Copy out the entries below, unchanged, from the line containing "Note: in this practice we tag every instance of the notice" through the line containing "(1360, 656)", including both of those lines and nothing else.

- Working data:
*****
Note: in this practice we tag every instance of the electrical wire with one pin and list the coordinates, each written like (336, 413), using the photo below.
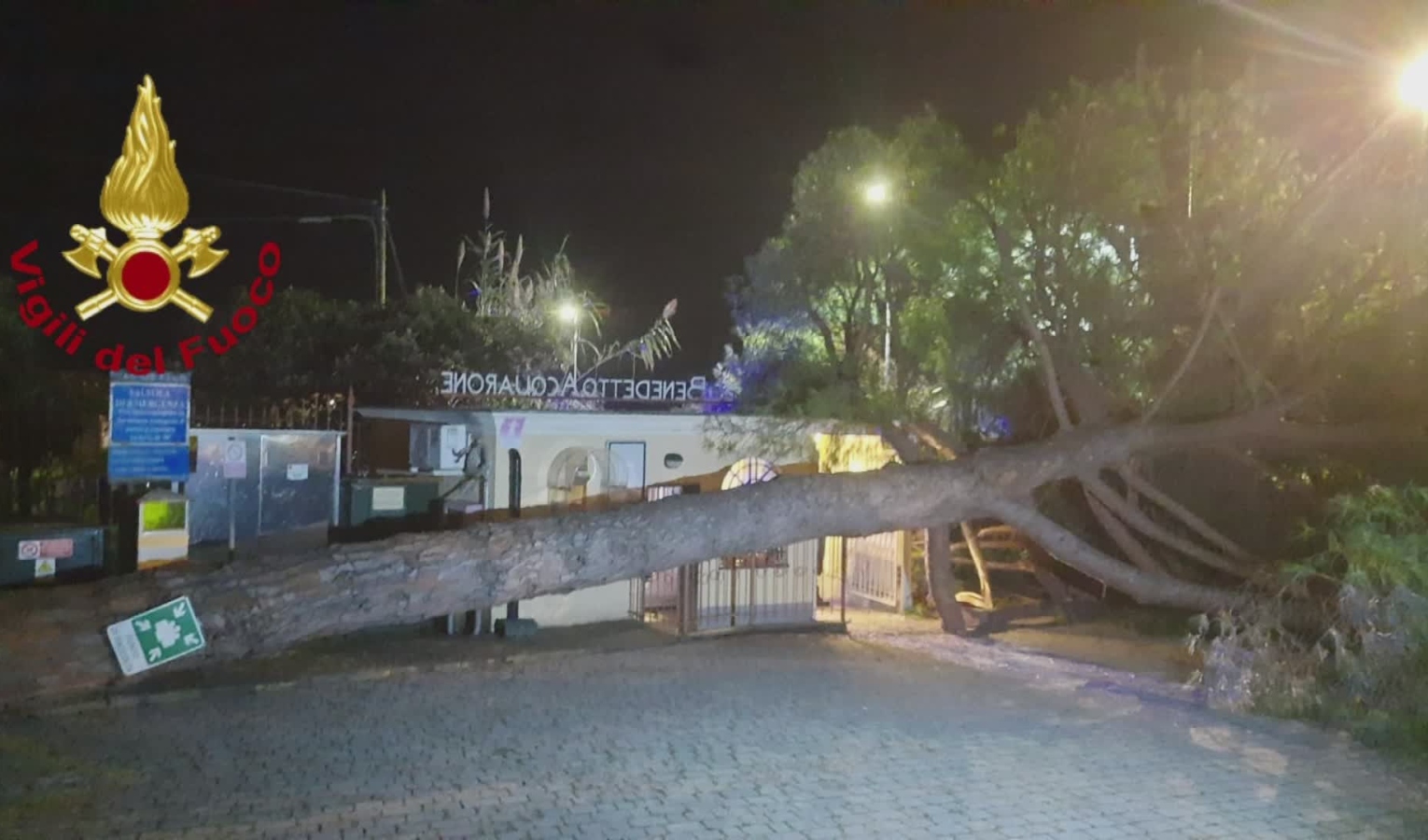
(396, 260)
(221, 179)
*****
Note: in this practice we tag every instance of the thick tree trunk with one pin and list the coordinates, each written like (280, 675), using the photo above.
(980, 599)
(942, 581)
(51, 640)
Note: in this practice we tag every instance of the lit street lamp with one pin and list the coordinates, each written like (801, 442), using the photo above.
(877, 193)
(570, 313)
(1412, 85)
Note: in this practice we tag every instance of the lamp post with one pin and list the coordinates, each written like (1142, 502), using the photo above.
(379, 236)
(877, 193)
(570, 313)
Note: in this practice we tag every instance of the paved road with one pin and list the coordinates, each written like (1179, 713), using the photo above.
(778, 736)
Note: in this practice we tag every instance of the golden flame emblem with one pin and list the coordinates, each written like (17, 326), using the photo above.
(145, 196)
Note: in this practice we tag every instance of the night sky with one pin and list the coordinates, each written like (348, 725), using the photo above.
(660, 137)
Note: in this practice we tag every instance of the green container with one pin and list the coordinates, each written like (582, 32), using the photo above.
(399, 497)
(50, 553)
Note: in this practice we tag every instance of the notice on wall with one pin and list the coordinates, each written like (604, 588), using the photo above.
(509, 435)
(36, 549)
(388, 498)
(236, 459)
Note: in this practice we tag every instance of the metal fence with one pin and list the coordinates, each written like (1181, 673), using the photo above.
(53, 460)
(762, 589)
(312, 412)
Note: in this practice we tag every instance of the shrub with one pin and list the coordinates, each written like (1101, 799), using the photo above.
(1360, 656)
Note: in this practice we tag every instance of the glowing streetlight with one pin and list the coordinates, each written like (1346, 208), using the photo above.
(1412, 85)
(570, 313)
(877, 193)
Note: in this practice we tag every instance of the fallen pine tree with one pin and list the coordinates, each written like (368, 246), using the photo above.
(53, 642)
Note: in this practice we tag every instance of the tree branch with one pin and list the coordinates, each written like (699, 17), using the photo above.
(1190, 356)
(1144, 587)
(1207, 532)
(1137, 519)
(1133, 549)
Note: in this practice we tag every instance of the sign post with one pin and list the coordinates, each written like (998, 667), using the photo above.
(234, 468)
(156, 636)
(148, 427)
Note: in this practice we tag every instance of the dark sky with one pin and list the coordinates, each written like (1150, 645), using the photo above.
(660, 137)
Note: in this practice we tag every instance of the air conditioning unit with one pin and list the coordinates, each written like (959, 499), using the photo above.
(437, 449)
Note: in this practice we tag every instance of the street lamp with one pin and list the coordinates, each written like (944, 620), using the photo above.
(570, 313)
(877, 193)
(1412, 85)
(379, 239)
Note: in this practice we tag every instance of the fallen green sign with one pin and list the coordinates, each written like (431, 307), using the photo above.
*****
- Answer to this task:
Note: in this practice we tag every instance of the notice on wall with one pin and list the coordinates, each written like (604, 588), using the photo above.
(509, 435)
(36, 549)
(388, 498)
(236, 459)
Note: in this practice we tag every instance of the metal fence with one pin and list the coordinates, each written like (1181, 673), using the photo above.
(53, 460)
(762, 589)
(312, 412)
Note: in this practice we tag every instance of the shrub with one pin and list the coordinates, each written like (1101, 799), using the photo above.
(1360, 656)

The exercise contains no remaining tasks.